Extrait du document:
_ _ _ _ _ _ _

Avec le temps, nous étions arrivés à cet étrange paradoxe : plus le rang du Maroc se dégradait dans les index de liberté d’expression (à cause du harcèlement dont ses journalistes étaient victimes), plus sa réputation de libéralisme à l’égard de la presse franchissait les frontières (à cause des enquêtes sensationnelles qui s’affichaient insolemment sur les Unes). En fait, la situation du Maroc était étrange, unique peut-être : un Etat ouvertement autocratique et corrompu… mais tout de même une large latitude pour le dénoncer dans la presse. Des journalistes indépendants constamment harcelés… mais des publications néanmoins alertes, audacieuses et populaires. Des saisies répétitives… mais pour les mêmes journaux, des records de ventes en kiosques. Chaque fois que j’étais invité dans une conférence en dehors du Maroc, j’étais déchiré : quelle facette mettre en relief? Présenter un versant de la médaille en occultant l’autre eût été malhonnête. Mais la concomitance des deux semblait incompréhensible à nos confrères étrangers – au vu de ce qu’ils enduraient, leur point de vue était simple : la liberté était ou n’était pas…

Le nerf de la guerre

Au final, l’avenir leur donna raison. Le « paradoxe marocain » cessa d’exister à mesure que le Pouvoir marocain identifiait le vrai point faible de la presse indépendante : l’argent. Le palais royal changea donc graduellement de tactique. Au lieu d’actions policières fracassantes, les journaux indépendants firent de plus en plus l’objet de procédures civiles se concluant par des amendes prohibitives. Plus déterminante fut la stratégie du boycott publicitaire. Les holdings du roi – puis progressivement, tous les grands annonceurs nationaux – reçurent l’ordre plus ou moins direct de cesser d’acheter des pages de publicité dans les journaux indépendants. L’avantage de cette tactique est qu’elle était parfaitement légale : aucune loi n’obligeait les annonceurs à être rationnels, et par conséquent à privilégier les supports publicitaires qui garantissaient la meilleure exposition à leurs produits. Choisir de réserver leurs achats d’espaces à des journaux aux tirages confidentiels (dont certains créés par des proches du roi dans le seul but de détourner les flux publicitaires) était leur droit le plus inaliénable. Nous n’avions rien à y redire, et ne pouvions qu’observer en silence l’inexorable dégradation de nos comptes.

_ _ _ _ _ _ _

Jeu de données:
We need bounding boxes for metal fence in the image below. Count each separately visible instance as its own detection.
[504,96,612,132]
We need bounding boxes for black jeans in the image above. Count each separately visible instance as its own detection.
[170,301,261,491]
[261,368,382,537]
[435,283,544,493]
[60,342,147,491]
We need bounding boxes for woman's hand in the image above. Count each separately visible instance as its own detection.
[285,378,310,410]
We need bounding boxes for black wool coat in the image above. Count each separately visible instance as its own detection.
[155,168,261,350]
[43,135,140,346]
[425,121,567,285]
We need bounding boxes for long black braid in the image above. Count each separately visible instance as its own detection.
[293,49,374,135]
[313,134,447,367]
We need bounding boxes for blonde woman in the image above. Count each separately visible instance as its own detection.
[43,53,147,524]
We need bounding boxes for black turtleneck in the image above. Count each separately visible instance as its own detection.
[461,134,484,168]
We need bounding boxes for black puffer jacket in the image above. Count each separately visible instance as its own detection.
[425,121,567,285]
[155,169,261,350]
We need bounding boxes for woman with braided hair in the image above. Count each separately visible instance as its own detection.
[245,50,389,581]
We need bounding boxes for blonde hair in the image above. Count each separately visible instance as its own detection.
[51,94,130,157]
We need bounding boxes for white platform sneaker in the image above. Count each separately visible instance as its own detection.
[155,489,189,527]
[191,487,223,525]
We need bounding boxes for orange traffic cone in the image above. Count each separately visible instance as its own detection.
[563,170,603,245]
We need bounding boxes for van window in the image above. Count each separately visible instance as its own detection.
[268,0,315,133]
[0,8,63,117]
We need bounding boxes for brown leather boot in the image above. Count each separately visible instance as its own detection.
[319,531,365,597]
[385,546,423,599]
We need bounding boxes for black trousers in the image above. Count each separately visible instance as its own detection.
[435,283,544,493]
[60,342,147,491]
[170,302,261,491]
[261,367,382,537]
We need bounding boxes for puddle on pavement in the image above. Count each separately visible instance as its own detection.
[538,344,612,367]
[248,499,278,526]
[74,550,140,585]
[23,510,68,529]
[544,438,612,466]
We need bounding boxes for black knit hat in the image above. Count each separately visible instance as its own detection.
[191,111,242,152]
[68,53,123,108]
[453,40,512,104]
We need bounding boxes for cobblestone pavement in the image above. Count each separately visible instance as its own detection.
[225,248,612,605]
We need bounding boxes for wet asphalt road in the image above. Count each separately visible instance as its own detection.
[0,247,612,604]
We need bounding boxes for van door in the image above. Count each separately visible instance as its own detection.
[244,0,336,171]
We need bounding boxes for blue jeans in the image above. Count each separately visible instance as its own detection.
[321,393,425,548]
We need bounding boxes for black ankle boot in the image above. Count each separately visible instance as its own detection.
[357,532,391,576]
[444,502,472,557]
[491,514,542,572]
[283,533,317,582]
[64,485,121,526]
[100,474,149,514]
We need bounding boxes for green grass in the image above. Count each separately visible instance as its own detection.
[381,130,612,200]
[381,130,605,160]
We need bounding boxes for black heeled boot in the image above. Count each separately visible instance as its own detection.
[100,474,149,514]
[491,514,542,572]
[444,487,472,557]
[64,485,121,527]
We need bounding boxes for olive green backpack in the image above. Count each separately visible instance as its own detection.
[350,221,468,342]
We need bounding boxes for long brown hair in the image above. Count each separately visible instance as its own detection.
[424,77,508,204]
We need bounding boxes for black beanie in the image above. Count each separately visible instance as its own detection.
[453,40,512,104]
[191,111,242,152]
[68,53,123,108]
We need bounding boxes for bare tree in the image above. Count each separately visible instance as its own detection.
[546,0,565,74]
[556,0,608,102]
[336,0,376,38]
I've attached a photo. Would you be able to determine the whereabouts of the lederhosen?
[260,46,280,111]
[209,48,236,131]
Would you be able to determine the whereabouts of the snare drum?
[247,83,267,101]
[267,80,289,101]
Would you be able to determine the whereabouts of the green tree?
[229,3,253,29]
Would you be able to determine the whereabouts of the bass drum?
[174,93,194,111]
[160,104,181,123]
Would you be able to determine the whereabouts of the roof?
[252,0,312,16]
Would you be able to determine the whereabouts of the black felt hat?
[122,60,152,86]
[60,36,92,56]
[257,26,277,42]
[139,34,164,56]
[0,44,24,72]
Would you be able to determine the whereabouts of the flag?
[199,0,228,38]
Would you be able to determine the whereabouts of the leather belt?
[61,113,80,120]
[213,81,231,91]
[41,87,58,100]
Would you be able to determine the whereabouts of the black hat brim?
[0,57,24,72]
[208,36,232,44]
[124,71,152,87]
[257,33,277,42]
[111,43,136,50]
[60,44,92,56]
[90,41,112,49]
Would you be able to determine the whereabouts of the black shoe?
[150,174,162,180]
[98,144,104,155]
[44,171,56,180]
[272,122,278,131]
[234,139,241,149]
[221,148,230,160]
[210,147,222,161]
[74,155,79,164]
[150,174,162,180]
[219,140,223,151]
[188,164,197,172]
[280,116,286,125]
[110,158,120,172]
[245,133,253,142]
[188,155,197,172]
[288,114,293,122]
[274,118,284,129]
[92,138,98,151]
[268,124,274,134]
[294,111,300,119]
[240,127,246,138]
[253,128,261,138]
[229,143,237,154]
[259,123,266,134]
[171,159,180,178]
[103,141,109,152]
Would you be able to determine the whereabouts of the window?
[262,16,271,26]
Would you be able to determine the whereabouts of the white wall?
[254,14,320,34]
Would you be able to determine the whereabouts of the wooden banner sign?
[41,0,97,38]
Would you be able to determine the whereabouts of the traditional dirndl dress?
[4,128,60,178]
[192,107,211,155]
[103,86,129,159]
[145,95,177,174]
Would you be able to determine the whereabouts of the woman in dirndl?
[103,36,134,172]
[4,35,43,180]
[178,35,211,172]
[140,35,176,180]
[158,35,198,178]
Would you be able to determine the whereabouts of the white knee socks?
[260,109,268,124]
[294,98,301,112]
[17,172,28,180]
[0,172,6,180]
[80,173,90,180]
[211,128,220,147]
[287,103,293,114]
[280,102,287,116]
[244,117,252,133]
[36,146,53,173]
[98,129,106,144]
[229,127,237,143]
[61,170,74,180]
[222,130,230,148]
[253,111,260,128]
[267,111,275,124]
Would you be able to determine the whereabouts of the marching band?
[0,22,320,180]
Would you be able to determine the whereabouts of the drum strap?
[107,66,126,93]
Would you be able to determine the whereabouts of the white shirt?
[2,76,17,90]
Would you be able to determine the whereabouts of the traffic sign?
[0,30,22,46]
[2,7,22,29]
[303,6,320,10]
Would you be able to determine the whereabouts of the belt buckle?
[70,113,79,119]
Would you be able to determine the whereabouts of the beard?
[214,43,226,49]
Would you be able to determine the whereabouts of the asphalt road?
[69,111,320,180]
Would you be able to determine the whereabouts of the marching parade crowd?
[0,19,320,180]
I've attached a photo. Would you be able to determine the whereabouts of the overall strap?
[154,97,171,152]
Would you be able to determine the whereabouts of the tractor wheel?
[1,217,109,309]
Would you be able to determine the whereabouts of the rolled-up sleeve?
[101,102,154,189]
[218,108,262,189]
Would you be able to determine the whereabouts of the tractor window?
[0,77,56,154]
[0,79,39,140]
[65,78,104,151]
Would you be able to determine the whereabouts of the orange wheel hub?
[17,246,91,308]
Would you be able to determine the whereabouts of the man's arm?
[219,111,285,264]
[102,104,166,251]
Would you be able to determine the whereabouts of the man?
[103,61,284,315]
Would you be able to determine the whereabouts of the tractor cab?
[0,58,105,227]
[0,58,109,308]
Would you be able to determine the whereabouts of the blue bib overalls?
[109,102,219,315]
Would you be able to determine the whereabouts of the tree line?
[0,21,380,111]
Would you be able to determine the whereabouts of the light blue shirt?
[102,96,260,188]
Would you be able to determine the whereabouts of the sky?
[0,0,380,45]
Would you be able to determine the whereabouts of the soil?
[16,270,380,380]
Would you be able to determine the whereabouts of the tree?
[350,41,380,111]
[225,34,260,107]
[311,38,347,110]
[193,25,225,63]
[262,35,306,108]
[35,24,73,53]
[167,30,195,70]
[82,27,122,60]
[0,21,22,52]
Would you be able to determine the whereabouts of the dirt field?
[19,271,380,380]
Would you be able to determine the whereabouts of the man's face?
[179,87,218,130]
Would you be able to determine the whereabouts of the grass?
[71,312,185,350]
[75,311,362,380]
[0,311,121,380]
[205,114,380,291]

_ _ _ _ _ _ _

Liste des tâches:
**a)** D'après l'extrait sur la presse marocaine, quelle stratégie du palais royal fut la plus déterminante contre les journaux indépendants ?
**b)** Rédigez la suite de l'extrait sur la presse marocaine à partir de sa dernière phrase.

Corrigé de l'exercice:
**a)** Le boycott publicitaire.

**b)**
Les effets de cette hémorragie financière ne tardèrent pas à se faire sentir. Exsangues et privées de ressources, certains des magazines les plus véhéments se mirent à jongler avec les dettes, repoussant le paiement de leurs impôts, s’exposant ainsi à des poursuites judiciaires (justifiées, cette fois). D’autres, pour faire face à la crise, réduisirent leurs dépenses de façon radicale (et leur contenu journalistique s’en ressentit). Plus grave encore : de niche économique florissante et attractive dans les années 2005-2008, la presse devint un secteur sinistré et moribond. À partir de 2009, la règle était désormais : plus un journal a de lecteurs, moins il a d’annonceurs. Rebutés par cette irrationalité fondamentale, plus politique qu’économique, les investisseurs se firent rares. Puis ils disparurent tout-à-fait, laissant des journaux jadis prospères à l’abandon. Des titres autrefois flamboyants furent fermés par décision judiciaire, firent faillite ou furent contraints d’adopter une ligne éditoriale plus modérée afin de survivre.

Triste fin…

Aujourd’hui, le « printemps » de la presse marocaine semble définitivement terminé. Quelques rares journaux-phares survivent, se battant au mieux de leurs faibles moyens pour conserver leur indépendance face à un Pouvoir cynique, des annonceurs timorés, des investisseurs échaudés, et un lectorat désabusé et de plus en plus réduit. Parmi les jeunes pionniers des années 2000, beaucoup ont jeté l’éponge et quitté le pays, laissant derrière eux un paysage médiatique de plus en plus atone. Certains ont cherché à se reconvertir dans la presse en ligne—mais avec un succès relatif car quel que soit son support, le journalisme de qualité aura toujours besoin d’argent. Or l’argent a déserté ce secteur, « maudit » par décision royale. Le printemps reviendra-t-il ? Faute des graines, en tout cas, les hirondelles sont parties.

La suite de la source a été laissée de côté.